**EXCERPTED TEXT**.
Persona 5 Royal – A Mammoth Experience

Persona 5 Royal – A Mammoth Experience

PS4

Persona 5 Royal is undoubtedly the best version of 2017’s original western release; the combat is even better, there’s more music, and it features an emotionally-charged new story arc. However, be warned that its uneven pacing and behemoth runtime makes for a slog – especially for returning players keen to experience all the new content.

To briefly recap my Persona 5 Royal review-in-progress, Royal remixes the original game much like Persona 4 Golden did in 2008. Many quality-of-life improvements comprise the Royal treatment in addition to new characters, an extra Palace and an epilogue that gives all characters time to shine. These changes make for a more streamlined Persona 5 experience; it’s now easier than ever to improve Social Stats and relationship rankings with other characters known as ‘Confidants’. This, among more in-game free time to pursue countless character-enhancing activities, reduces much of the grinding for statistics prevalent in the original.

Persona 5 Royal - A Mammoth Experience

Akin to other entries in the Persona series, Royal follows a group of teenagers who awaken to supernatural powers, their true selves, known as ‘Personas’. Set in metropolitan Tokyo featuring several real-life locations including Shibuya and Akihabara, these teens discover they possess the ability to change the hearts of people with wildly distorted desires. To do this, they adopt the moniker of ‘ The Phantom Thieves of Hearts’ and confront their targets in an alternate dimension known as the ‘Metaverse’, where their targets’ desires manifest in grand dungeons called ‘Palaces’. Armed with Personas, much of your time in Royal includes battling through Palaces.

Spectacularly, Royal took an already-flashy combat system and polished it to new heights. In typical turn-based RPG fare, battles consist of identifying and exploiting enemy weaknesses. Here, in the Persona series, successfully striking a foe’s weakness knocks them down, resulting in a ‘1 More’. 1 Mores are the lifeblood of Royal’s battles, giving an additional turn to the attacker each time they successfully knock down an opponent – whether by weakness, critical, or the facelifted ‘Technical’ damage. 

Persona 5 Royal - A Mammoth Experience

Technical damage – generated by hitting a status-afflicted target with a corresponding element – is especially helpful in Royal, as it can now down enemies, netting a fabled 1 More in the process. Additionally, the extra turn granted by a 1 More enables a ‘Baton Pass’, where you can pass the turn to another teammate and buff them with various bonuses.

**PROBLEMS**.
1. According to the Persona 5 Royal review, how is Technical damage generated?
2. Shorten the paragraph of the Persona 5 Royal review that begins "Spectacularly, Royal took" while keeping its main facts.
Answer using only the Persona 5 Royal review.

**DATA EXCERPT**.
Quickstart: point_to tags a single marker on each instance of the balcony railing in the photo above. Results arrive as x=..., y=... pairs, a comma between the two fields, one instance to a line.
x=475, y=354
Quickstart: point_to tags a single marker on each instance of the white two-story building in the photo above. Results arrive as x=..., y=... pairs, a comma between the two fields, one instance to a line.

**ANSWERS PROVIDED**.
1. By hitting a status-afflicted target with a corresponding element.

2. Royal polishes the already-flashy combat even further. As in typical turn-based RPGs, battles revolve around finding and exploiting enemy weaknesses. Striking a weakness knocks a foe down and earns a "1 More," an extra turn for the attacker. Knockdowns by weakness, critical, or the reworked "Technical" damage all grant one, which makes 1 Mores the lifeblood of Royal's battles.